Trecho para leitura:
:::
Reforma íntima, como a própria
expressão comunica, quer dizer a mudança que fazemos por dentro. E jamais, em
caso algum, ela se dará repentinamente, num salto. A santificação é um processo
lento e gradativo. Cuidemos com atenção das velhas ilusões que nos fazem
acreditar na “angelitude por osmose”, ou seja, de que a simples presença ou
participação nos ofícios doutrinários é garantia de aperfeiçoamento.
Temos recebido na vida
espiritual inúmeros companheiros de ideal, cuja revolta consigo próprios leva-os
a tormentos patológicos de graves proporções, quando percebem o equívoco em
acreditar que tão somente suas adesões às atividades de amor lhes renderam o “reino
dos céus”. A ilusão é tão intensa que requer tratamentos especializados e
longos em nosso plano. E vejam, os meus amigos na carne, o que a mente é capaz,
pois muitos desses corações poderiam intensamente se beneficiar das realizações
a que se entregaram, podendo mesmo alguns obter um trespasse tranquilo,
todavia, sem exceção, estão esperando mais do que merecem, é quando surge a
inconformação diante das expectativas de honrarias e glórias injustificáveis na
espiritualidade. Então esbravejam ao perceberem que são tratados com muito
carinho e amor, a fim de assumirem sua verdade realidade de doentes com baixo
aproveitamento na reencarnação, colhendo espinhoso resultado de seu autoengano.
:::
Entradas fornecidas:
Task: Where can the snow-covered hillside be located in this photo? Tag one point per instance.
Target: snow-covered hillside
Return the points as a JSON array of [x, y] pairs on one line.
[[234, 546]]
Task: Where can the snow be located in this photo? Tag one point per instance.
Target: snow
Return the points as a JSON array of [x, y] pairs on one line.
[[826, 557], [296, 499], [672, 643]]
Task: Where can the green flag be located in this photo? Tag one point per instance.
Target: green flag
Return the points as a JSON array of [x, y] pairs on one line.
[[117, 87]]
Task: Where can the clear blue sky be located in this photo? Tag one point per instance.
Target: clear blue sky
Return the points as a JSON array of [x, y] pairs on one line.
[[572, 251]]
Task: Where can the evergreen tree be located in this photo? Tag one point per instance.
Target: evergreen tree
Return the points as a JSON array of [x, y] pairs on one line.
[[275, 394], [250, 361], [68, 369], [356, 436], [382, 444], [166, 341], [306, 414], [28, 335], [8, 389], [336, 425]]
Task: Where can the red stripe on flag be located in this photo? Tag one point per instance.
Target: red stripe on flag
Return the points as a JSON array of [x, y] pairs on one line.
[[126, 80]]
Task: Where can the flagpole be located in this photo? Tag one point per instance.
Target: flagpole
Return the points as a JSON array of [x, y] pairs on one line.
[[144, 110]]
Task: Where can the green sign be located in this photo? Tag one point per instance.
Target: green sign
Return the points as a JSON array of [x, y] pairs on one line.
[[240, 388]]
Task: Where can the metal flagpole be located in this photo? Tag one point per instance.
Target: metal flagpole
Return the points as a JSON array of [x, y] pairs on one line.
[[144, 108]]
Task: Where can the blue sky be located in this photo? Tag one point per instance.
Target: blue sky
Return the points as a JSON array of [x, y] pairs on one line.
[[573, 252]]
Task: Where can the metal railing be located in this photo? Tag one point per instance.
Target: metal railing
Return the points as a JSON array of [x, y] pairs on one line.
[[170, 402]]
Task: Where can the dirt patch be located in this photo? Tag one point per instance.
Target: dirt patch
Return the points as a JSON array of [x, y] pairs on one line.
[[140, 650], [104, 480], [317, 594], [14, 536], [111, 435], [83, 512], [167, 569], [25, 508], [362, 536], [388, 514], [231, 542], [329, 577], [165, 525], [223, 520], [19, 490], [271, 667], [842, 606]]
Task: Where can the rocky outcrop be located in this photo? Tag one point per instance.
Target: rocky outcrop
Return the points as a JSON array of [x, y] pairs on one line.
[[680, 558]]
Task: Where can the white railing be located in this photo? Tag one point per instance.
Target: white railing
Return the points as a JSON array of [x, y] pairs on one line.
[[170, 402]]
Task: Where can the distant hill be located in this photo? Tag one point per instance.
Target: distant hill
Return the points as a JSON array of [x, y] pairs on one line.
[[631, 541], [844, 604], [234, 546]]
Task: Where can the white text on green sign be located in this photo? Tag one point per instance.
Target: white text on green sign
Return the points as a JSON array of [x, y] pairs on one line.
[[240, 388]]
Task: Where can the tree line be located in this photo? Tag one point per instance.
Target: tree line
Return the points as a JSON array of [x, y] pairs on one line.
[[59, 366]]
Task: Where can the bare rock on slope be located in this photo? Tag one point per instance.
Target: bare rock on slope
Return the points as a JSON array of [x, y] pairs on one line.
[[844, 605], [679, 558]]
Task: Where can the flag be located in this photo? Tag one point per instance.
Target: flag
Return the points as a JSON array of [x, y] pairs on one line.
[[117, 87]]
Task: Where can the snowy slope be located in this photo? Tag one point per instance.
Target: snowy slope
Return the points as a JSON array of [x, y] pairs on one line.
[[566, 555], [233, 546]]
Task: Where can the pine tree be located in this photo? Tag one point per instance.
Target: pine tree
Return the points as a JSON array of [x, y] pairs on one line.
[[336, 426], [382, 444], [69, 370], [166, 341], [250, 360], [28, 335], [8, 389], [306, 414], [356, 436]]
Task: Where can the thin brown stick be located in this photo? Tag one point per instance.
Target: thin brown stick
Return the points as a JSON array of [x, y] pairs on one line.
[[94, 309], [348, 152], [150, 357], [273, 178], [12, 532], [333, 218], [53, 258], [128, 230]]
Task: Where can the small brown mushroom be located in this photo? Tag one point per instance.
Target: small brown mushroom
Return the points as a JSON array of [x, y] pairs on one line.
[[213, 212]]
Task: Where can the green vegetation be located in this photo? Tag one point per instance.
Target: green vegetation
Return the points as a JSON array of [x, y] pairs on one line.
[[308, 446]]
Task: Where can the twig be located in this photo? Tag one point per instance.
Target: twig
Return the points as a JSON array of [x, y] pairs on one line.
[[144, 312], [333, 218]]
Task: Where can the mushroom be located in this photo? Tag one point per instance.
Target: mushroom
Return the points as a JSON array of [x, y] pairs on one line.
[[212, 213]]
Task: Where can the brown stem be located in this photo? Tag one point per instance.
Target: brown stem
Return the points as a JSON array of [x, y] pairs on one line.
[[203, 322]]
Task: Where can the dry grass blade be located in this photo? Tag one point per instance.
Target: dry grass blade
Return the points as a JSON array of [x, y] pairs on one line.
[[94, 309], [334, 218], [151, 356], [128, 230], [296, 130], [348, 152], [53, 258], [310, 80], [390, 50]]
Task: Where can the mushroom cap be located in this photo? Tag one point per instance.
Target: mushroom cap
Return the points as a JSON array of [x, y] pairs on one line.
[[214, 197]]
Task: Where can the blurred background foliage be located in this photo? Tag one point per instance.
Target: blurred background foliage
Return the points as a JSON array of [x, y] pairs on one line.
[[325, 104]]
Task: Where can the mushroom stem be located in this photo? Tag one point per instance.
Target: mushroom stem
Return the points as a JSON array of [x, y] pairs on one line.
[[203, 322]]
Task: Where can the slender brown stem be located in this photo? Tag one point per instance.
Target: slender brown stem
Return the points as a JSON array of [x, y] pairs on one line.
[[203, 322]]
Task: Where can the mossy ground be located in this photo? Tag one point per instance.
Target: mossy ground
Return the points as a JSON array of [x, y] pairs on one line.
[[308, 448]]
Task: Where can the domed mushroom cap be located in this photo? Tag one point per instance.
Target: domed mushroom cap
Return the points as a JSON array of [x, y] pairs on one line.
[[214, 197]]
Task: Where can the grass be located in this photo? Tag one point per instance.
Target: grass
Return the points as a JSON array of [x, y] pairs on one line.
:::
Conjunto de tarefas:
**1)** Cite o trecho sobre reforma íntima, começando em "Reforma íntima, como" e terminando em "garantia de aperfeiçoamento.".
**2)** No trecho sobre reforma íntima, como a santificação é descrita?

Respostas completas:
**1)**
Reforma íntima, como a própria
expressão comunica, quer dizer a mudança que fazemos por dentro. E jamais, em
caso algum, ela se dará repentinamente, num salto. A santificação é um processo
lento e gradativo. Cuidemos com atenção das velhas ilusões que nos fazem
acreditar na “angelitude por osmose”, ou seja, de que a simples presença ou
participação nos ofícios doutrinários é garantia de aperfeiçoamento.

**2)** Como um processo lento e gradativo.